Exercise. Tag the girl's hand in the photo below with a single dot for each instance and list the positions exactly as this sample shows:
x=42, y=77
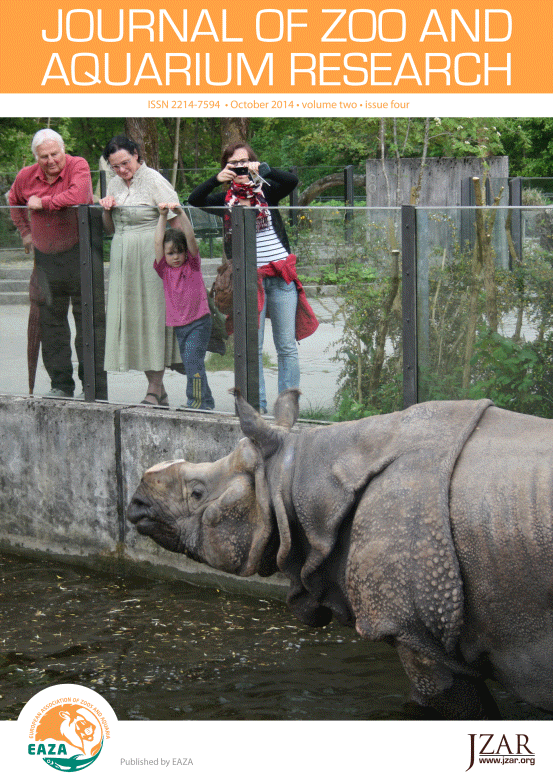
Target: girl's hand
x=108, y=202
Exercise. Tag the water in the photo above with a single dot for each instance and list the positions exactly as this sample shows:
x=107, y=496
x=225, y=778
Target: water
x=171, y=651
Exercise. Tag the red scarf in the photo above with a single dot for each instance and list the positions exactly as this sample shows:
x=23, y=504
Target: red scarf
x=254, y=194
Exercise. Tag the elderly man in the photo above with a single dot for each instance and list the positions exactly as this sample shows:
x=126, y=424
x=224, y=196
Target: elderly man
x=50, y=189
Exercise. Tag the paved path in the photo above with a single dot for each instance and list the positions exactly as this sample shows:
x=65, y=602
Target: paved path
x=319, y=374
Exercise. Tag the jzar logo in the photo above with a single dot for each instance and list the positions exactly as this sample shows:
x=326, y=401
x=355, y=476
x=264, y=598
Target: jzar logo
x=498, y=749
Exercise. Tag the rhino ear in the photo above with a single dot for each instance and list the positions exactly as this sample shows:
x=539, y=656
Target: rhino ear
x=268, y=437
x=287, y=408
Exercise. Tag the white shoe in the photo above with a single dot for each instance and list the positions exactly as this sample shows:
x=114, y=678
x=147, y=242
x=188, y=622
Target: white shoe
x=57, y=393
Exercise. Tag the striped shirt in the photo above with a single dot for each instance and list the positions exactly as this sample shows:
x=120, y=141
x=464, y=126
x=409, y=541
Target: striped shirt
x=268, y=245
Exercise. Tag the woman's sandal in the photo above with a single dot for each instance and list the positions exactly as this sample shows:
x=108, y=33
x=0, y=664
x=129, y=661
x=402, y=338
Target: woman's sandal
x=161, y=401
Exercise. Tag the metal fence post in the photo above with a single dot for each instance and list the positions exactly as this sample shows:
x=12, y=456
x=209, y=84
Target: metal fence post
x=245, y=316
x=349, y=200
x=294, y=199
x=92, y=300
x=515, y=199
x=409, y=304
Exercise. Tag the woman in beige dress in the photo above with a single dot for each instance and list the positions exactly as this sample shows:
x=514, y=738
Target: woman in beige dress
x=136, y=334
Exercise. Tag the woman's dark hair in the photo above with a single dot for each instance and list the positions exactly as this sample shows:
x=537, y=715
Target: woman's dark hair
x=176, y=238
x=229, y=151
x=121, y=142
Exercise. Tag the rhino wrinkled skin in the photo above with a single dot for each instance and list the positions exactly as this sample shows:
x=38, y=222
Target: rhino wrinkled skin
x=428, y=528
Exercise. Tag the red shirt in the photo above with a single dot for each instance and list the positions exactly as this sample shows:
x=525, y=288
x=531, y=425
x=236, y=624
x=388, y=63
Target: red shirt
x=54, y=228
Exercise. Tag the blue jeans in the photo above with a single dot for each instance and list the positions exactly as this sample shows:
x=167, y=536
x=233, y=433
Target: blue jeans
x=281, y=301
x=193, y=340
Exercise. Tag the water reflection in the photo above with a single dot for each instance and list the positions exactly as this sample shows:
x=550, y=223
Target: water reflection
x=161, y=651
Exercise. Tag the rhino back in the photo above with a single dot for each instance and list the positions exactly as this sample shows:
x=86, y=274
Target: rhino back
x=335, y=470
x=501, y=515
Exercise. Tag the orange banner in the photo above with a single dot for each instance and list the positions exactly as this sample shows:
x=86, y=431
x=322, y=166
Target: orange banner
x=219, y=47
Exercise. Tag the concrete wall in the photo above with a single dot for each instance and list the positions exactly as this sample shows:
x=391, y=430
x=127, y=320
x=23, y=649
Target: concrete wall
x=68, y=470
x=441, y=181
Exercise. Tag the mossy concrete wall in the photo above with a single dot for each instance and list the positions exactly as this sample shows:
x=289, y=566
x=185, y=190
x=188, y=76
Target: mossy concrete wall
x=68, y=471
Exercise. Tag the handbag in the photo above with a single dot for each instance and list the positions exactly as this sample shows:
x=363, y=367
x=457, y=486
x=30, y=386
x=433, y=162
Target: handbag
x=221, y=290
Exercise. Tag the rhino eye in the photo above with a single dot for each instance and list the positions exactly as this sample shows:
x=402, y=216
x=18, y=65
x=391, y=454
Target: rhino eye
x=197, y=493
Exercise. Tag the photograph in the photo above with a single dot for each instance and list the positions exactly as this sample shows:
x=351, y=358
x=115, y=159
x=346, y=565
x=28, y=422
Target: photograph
x=276, y=392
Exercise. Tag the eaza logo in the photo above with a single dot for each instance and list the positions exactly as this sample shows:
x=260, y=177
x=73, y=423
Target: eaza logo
x=67, y=727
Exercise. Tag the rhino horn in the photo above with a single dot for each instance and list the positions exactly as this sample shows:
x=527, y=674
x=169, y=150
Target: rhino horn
x=268, y=436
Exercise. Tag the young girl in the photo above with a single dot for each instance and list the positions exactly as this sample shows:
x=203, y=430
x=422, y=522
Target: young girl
x=187, y=311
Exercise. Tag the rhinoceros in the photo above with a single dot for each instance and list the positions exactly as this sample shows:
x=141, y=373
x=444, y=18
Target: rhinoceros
x=429, y=528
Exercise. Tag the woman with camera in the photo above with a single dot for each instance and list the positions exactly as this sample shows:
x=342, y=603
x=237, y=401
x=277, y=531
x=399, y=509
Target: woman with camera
x=280, y=294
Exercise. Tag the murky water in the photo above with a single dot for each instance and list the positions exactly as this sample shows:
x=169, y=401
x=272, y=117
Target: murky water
x=162, y=651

Exercise aim: Please copy every row above word for word, leaving the pictures out of your answer.

Task output:
Exercise. Tag the girl's hand in the photo below with a single dot for each instance and list the positions exactly as this sample shows:
x=42, y=77
Target: girl's hand
x=108, y=202
Exercise. Tag the water in the photo above with a single dot for each instance and list the positions exactly as this sample shows:
x=107, y=496
x=225, y=778
Target: water
x=171, y=651
Exercise. Tag the red scarf in the photo above with a single dot for each instance and list the positions exactly as this sample shows:
x=23, y=504
Target: red scarf
x=254, y=194
Exercise. Tag the elderly man in the photo above with a single dot for each instance and list the positions exactly as this sample shows:
x=126, y=424
x=224, y=196
Target: elderly man
x=50, y=189
Exercise. Tag the paved path in the photo above with a single dot for each instance and list the positions exactly as this sample shows:
x=65, y=602
Target: paved path
x=319, y=374
Exercise. Tag the jzar logo in the photo above with a single dot for each instance and list the positions exactly as this sample shows:
x=326, y=401
x=355, y=476
x=264, y=598
Target: jzar logo
x=498, y=749
Exercise. Tag the rhino ear in the photo above with a single dot for each instance and list the positions exactly as this sample shows:
x=539, y=656
Target: rhino ear
x=268, y=437
x=287, y=408
Exercise. Tag the white shoe in the photo above with a single dot for each instance and list the positions exactly as this sample shows:
x=114, y=678
x=147, y=242
x=188, y=622
Target: white shoe
x=57, y=393
Exercise. Tag the striped shirt in the photo above with a single dot for each instance and list the positions exactly as this sample shows:
x=120, y=141
x=464, y=126
x=409, y=541
Target: striped shirt
x=268, y=245
Exercise. Tag the woman's sandal in the photo above with a single dot for each instance and list the positions exactly as this sample shows:
x=108, y=33
x=0, y=664
x=129, y=661
x=402, y=338
Target: woman's sandal
x=161, y=401
Exercise. Tag the metal fence post in the photo above with a single dot for each instance and list the positions exactly as this sample shows:
x=12, y=456
x=209, y=84
Target: metal fence post
x=245, y=316
x=349, y=200
x=294, y=199
x=92, y=300
x=515, y=199
x=409, y=304
Exercise. Tag the woman in beige dress in the photo above with a single dot for each instance and list the positions exactly as this sample shows:
x=514, y=738
Target: woman in beige dress
x=136, y=334
Exercise. Tag the woman's dark hair in the photo above with a single dot for each instance and list the positions exactly as this sample shows:
x=537, y=715
Target: woman's dark hair
x=176, y=238
x=229, y=151
x=121, y=142
Exercise. Tag the rhino wrinkled skin in the photo above with a single dot for each instance and list the positions exactly as this sample shows:
x=38, y=222
Target: rhino wrinkled skin
x=428, y=528
Exercise. Tag the red shirt in the photo above with a single dot for each instance and list the positions exactly as this sample shows:
x=525, y=288
x=531, y=425
x=236, y=624
x=388, y=63
Target: red shirt
x=54, y=228
Exercise. Tag the blue jeans in the photo above with a single dot for each instance and list the positions exactly as this sample shows:
x=167, y=536
x=233, y=433
Target: blue jeans
x=281, y=301
x=193, y=340
Exercise. Tag the water reflection in the photo above with a single dot for each instance and list the positions exactly as this sample shows:
x=550, y=223
Target: water reflection
x=161, y=651
Exercise. Tag the rhino back in the photo above with a single dot for each instance and list the positions exactly as this sample shows:
x=86, y=274
Target: rhino back
x=335, y=470
x=501, y=515
Exercise. Tag the orange banner in the photo above with a single dot for each instance and list the positions exactly as this sample shows:
x=86, y=431
x=322, y=166
Target: orange banner
x=219, y=47
Exercise. Tag the concrete wall in the photo above with a single dot for each instance and list the positions exactly as this sample shows:
x=391, y=430
x=127, y=320
x=23, y=649
Target: concrete wall
x=68, y=470
x=441, y=181
Exercise. Tag the mossy concrete wall in the photo above with a single dot for each instance and list the positions exactly as this sample shows:
x=289, y=566
x=185, y=190
x=188, y=76
Target: mossy concrete wall
x=68, y=471
Exercise. Tag the handbag in the photo above with a single dot for each instance and list the positions exactly as this sample shows:
x=363, y=367
x=457, y=486
x=30, y=386
x=433, y=162
Target: handbag
x=221, y=290
Exercise. Tag the rhino eye in the photo above with a single dot for each instance and list the positions exactly as this sample shows:
x=402, y=216
x=18, y=65
x=391, y=454
Target: rhino eye
x=197, y=493
Exercise. Tag the photograph in the photo above with a single dot for each instance and list the positions exactly as this sample shows:
x=351, y=358
x=115, y=159
x=346, y=565
x=28, y=422
Target: photograph
x=276, y=392
Exercise. Tag the eaza logo in the photo above with a single dot for each instance and list the positions exactly as this sample shows:
x=260, y=177
x=73, y=423
Target: eaza logo
x=67, y=727
Exercise. Tag the rhino horn in the photo above with a single dot for each instance and list the positions exactly as this sample shows:
x=527, y=674
x=169, y=150
Target: rhino horn
x=268, y=436
Exercise. Tag the young girl in the photo above with a single dot for each instance and list the positions exactly as this sample shows:
x=203, y=430
x=422, y=522
Target: young girl
x=187, y=311
Exercise. Tag the rhinoceros in the photo above with a single dot for each instance and list the positions exactly as this sample shows:
x=141, y=373
x=444, y=18
Target: rhinoceros
x=429, y=528
Exercise. Tag the woman with camera in the photo above with a single dot for each instance and list the positions exactly as this sample shows:
x=342, y=603
x=237, y=401
x=277, y=531
x=399, y=509
Target: woman with camera
x=280, y=294
Exercise. Tag the murky water in the photo above with a single dot for each instance and list the positions exactly as this sample shows:
x=169, y=401
x=272, y=117
Target: murky water
x=162, y=651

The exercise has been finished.